- Task requirements -
• 1. Answer these from the kraken documentation excerpt, one line each:
(a) Which decoder is the default for turning the output matrix into a sequence of labels?
(b) Which two existing XML serialization formats does it name?
(c) Through which function does the serialization module render its jinja2 templates?
• 2. Continue the kraken documentation excerpt on OCR decoding, XML parsing and serialization, starting after its final sentence.

There are several different ways to convert the output matrix to a sequence of labels that can be decoded into a character sequence. These are contained in kraken.lib.ctc_decoder with kraken.lib.ctc_decoder.greedy_decoder() being the default.

XML Parsing

Sometimes it is desired to take the data in an existing XML serialization format like PageXML or ALTO and apply an OCR function on it. The kraken.lib.xml module includes parsers extracting information into data structures processable with minimal transformtion by the functional blocks:

>>> from kraken.lib import xml

>>> alto_doc = '/path/to/alto'
>>> xml.parse_alto(alto_doc)
{'image': '/path/to/image/file',
 'type': 'baselines',
 'lines': [{'baseline': [(24, 2017), (25, 2078)],
            'boundary': [(69, 2016), (70, 2077), (20, 2078), (19, 2017)],
            'text': '',
            'script': 'default'},
           {'baseline': [(79, 2016), (79, 2041)],
            'boundary': [(124, 2016), (124, 2041), (74, 2041), (74, 2016)],
            'text': '',
            'script': 'default'}, ...],
 'regions': {'Image/Drawing/Figure': [[(-5, 3398), (207, 3398), (207, 2000), (-5, 2000)],
                                      [(253, 3292), (668, 3292), (668, 3455), (253, 3455)],
                                      [(216, -4), (1015, -4), (1015, 534), (216, 534)]],
             'Handwritten text': [[(2426, 3367), (2483, 3367), (2483, 3414), (2426, 3414)],
                                  [(1824, 3437), (2072, 3437), (2072, 3514), (1824, 3514)]],
             ...}
}

>>> page_doc = '/path/to/page'
>>> xml.parse_page(page_doc)
{'image': '/path/to/image/file',
 'type': 'baselines',
 'lines': [{'baseline': [(24, 2017), (25, 2078)],
            'boundary': [(69, 2016), (70, 2077), (20, 2078), (19, 2017)],
            'text': '',
            'script': 'default'},
           {'baseline': [(79, 2016), (79, 2041)],
            'boundary': [(124, 2016), (124, 2041), (74, 2041), (74, 2016)],
            'text': '',
            'script': 'default'}, ...],
 'regions': {'Image/Drawing/Figure': [[(-5, 3398), (207, 3398), (207, 2000), (-5, 2000)],
                                      [(253, 3292), (668, 3292), (668, 3455), (253, 3455)],
                                      [(216, -4), (1015, -4), (1015, 534), (216, 534)]],
             'Handwritten text': [[(2426, 3367), (2483, 3367), (2483, 3414), (2426, 3414)],
                                  [(1824, 3437), (2072, 3437), (2072, 3514), (1824, 3514)]],
             ...}

Serialization

The serialization module can be used to transform the ocr_records returned by the prediction iterator into a text based (most often XML) format for archival. The module renders jinja2 templates in kraken/templates through the kraken.serialization.serialize() function.

- Records -
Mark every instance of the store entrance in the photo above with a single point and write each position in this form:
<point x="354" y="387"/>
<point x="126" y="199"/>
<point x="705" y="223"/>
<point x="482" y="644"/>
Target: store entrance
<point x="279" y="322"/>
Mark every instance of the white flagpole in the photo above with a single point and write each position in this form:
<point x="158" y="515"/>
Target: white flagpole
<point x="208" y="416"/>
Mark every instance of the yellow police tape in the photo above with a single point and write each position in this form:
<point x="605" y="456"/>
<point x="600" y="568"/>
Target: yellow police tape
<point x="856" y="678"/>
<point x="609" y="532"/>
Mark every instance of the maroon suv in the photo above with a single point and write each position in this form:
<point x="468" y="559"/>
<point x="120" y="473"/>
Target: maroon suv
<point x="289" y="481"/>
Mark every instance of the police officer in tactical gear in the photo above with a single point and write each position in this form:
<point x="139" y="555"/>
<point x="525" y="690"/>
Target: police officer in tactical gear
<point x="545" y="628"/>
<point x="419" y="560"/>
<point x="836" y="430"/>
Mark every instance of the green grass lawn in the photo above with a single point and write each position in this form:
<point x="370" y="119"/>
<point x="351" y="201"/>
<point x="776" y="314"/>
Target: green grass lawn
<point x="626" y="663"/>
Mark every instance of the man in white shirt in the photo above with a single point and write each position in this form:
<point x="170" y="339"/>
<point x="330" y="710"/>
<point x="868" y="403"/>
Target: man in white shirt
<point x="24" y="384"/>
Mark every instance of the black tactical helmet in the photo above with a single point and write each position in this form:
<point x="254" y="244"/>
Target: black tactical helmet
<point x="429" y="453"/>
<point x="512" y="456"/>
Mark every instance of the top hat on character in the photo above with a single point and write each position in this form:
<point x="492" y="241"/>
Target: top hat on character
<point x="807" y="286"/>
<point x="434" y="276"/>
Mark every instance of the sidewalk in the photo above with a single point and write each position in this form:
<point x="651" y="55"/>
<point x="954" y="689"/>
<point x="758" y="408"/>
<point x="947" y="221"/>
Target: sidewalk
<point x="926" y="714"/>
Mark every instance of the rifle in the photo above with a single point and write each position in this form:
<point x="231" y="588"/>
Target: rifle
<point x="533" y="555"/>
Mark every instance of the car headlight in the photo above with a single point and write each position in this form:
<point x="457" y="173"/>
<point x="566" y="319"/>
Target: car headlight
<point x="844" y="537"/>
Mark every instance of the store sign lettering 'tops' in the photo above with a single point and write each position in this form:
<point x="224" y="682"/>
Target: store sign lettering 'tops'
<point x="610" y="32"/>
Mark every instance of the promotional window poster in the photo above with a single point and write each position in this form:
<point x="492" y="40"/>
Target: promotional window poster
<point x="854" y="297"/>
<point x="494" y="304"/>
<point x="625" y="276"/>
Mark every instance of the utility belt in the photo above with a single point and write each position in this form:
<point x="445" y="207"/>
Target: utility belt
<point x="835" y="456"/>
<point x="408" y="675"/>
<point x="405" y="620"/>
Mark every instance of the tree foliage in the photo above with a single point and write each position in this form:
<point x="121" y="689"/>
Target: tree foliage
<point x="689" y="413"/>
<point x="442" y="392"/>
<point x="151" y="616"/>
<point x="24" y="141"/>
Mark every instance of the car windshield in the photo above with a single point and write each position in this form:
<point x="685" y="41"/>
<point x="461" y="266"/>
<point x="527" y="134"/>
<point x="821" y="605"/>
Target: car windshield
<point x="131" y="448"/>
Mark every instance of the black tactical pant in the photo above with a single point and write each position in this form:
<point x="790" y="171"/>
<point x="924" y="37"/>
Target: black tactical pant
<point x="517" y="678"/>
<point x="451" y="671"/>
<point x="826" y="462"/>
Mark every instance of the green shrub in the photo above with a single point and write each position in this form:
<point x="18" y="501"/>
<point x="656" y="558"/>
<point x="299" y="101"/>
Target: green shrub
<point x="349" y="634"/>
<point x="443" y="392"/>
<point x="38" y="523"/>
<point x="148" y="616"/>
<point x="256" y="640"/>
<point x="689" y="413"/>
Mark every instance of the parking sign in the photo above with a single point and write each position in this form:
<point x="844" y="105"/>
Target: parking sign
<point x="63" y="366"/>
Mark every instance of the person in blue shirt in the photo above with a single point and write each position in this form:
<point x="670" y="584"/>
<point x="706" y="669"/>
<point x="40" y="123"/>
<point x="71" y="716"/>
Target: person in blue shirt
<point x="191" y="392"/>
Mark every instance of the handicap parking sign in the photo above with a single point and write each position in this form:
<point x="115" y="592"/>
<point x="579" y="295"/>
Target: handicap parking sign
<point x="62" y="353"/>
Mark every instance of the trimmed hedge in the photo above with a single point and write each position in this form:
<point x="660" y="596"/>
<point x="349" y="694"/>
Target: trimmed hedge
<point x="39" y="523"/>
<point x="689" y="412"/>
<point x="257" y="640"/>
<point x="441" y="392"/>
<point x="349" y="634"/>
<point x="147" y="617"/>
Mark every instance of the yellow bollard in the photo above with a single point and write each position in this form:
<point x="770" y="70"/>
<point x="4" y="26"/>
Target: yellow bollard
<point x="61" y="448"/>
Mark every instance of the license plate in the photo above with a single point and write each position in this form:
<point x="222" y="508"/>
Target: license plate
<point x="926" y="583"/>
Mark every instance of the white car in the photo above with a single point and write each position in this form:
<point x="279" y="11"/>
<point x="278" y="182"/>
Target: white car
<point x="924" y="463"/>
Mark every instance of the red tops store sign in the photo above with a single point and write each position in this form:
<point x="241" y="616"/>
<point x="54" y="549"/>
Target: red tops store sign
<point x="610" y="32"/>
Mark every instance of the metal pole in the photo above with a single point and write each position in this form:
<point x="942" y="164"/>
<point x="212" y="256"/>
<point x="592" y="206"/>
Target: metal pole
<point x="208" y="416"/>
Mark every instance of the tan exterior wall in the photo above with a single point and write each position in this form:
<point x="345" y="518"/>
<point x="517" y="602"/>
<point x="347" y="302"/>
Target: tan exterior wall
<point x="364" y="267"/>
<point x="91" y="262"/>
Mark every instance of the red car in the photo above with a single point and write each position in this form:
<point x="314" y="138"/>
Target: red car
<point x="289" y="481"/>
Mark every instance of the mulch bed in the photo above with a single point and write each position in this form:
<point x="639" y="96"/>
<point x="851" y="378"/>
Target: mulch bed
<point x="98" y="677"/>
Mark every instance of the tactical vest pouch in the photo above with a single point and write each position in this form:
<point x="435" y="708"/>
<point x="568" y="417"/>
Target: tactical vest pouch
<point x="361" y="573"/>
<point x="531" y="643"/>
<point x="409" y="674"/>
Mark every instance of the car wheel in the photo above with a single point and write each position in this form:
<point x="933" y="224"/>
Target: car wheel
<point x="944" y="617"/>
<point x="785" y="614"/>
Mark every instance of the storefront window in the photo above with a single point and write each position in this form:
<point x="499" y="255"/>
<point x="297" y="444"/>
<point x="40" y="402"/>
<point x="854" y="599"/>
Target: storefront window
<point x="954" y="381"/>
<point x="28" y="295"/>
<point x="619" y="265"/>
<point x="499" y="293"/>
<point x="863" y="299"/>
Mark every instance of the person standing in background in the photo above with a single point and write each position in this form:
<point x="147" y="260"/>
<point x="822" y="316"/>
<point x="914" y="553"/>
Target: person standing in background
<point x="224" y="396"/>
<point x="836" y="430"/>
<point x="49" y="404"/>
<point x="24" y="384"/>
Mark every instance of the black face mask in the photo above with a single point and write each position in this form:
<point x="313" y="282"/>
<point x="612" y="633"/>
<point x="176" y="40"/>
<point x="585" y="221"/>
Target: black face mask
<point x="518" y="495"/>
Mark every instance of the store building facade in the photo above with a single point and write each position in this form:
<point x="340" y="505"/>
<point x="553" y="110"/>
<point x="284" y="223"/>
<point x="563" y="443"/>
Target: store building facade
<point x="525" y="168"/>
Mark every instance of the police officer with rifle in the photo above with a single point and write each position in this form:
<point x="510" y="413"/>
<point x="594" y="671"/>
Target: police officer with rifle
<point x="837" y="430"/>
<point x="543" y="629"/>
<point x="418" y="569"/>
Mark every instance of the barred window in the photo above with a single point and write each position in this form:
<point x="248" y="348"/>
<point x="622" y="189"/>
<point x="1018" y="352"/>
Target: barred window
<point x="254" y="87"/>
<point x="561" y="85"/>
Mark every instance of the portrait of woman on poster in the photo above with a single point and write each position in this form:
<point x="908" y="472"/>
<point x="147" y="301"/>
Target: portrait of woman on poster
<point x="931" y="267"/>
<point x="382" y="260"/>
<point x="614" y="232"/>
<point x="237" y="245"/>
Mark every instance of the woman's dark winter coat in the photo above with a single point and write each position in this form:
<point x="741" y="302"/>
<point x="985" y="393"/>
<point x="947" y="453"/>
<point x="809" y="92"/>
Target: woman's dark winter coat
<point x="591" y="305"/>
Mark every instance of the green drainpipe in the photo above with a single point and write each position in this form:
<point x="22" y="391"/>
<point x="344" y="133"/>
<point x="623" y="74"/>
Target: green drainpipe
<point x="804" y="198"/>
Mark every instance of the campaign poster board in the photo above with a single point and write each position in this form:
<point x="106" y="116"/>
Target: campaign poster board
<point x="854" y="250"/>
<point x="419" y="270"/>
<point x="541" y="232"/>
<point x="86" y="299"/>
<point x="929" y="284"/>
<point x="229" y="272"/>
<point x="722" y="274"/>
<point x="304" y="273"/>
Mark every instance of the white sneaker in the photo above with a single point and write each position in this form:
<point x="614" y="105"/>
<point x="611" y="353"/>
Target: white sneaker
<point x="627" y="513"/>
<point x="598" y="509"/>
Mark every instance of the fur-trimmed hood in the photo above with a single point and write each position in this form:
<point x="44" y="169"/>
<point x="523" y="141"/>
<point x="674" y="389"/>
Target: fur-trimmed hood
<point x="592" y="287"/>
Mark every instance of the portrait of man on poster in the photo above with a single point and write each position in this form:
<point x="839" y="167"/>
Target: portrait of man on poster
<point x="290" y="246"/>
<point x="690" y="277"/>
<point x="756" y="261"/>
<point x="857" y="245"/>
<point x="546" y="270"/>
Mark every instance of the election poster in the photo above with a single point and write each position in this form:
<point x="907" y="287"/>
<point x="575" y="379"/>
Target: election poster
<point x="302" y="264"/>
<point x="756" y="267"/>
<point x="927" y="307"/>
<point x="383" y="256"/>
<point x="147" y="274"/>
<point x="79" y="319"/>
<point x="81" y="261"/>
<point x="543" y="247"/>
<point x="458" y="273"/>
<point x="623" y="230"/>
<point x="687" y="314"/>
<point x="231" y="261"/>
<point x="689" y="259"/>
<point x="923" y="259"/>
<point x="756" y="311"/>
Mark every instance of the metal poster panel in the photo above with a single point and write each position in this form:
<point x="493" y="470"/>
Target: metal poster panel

- Written responses -
• 1.
(a) kraken.lib.ctc_decoder.greedy_decoder()
(b) PageXML and ALTO
(c) kraken.serialization.serialize()

• 2.
>>> from kraken.lib import serialization

>>> records = [record for record in pred_it]
>>> alto = serialization.serialize(records, image_name='path/to/image', image_size=im.size, template='alto')
>>> with open('output.xml', 'w') as fp:
        fp.write(alto)

Training

There are catch-all constructors for quickly setting up kraken.lib.train.KrakenTrainer instances for all training needs. They largely map the command line utils ketos train and ketos segtrain to a programmatic interface. The arguments are identical, apart from a differentiation between general arguments (data sources and setup, file names, devices, …) and hyperparameters (optimizers, learning rate schedules, augmentation.

Training a recognition model from a number of xml files in ALTO or PAGE XML:

>>> from kraken.lib.train import KrakenTrainer
>>> ground_truth = glob.glob('training/*.xml')
>>> training_files = ground_truth[:250] # training data is shuffled internally
>>> evaluation_files = ground_truth[250:]
>>> trainer = KrakenTrainer.recognition_train_gen(training_data=training_files, evaluation_data=evaluation_files, format_type='xml', augment=True)
>>> trainer.run()

Likewise for a baseline and region segmentation model:

>>> from kraken.lib.train import KrakenTrainer
>>> ground_truth = glob.glob('training/*.xml')
>>> training_files = ground_truth[:250] # training data is shuffled internally
>>> evaluation_files = ground_truth[250:]
>>> trainer = KrakenTrainer.segmentation_train_gen(training_data=training_files, evaluation_data=evaluation_files, format_type='xml', augment=True)
>>> trainer.run()

Both constructing the trainer object and the training itself can take quite a bit of time. The constructor provides a callback for each iterative process during object initialization that is intended to set up a progress bar:

>>> from kraken.lib.train import KrakenTrainer

>>> def progress_callback(string, length):
        print(f'starting process "{string}" of length {length}')
        return lambda: print('.', end='')
>>> ground_truth = glob.glob('training/*.xml')
>>> training_files = ground_truth[:25] # training data is shuffled internally
>>> evaluation_files = ground_truth[25:95]
>>> trainer = KrakenTrainer.segmentation_train_gen(training_data=training_files, evaluation_data=evaluation_files, format_type='xml', progress_callback=progress_callback, augment=True)
starting process "Building training set" of length 25
.........................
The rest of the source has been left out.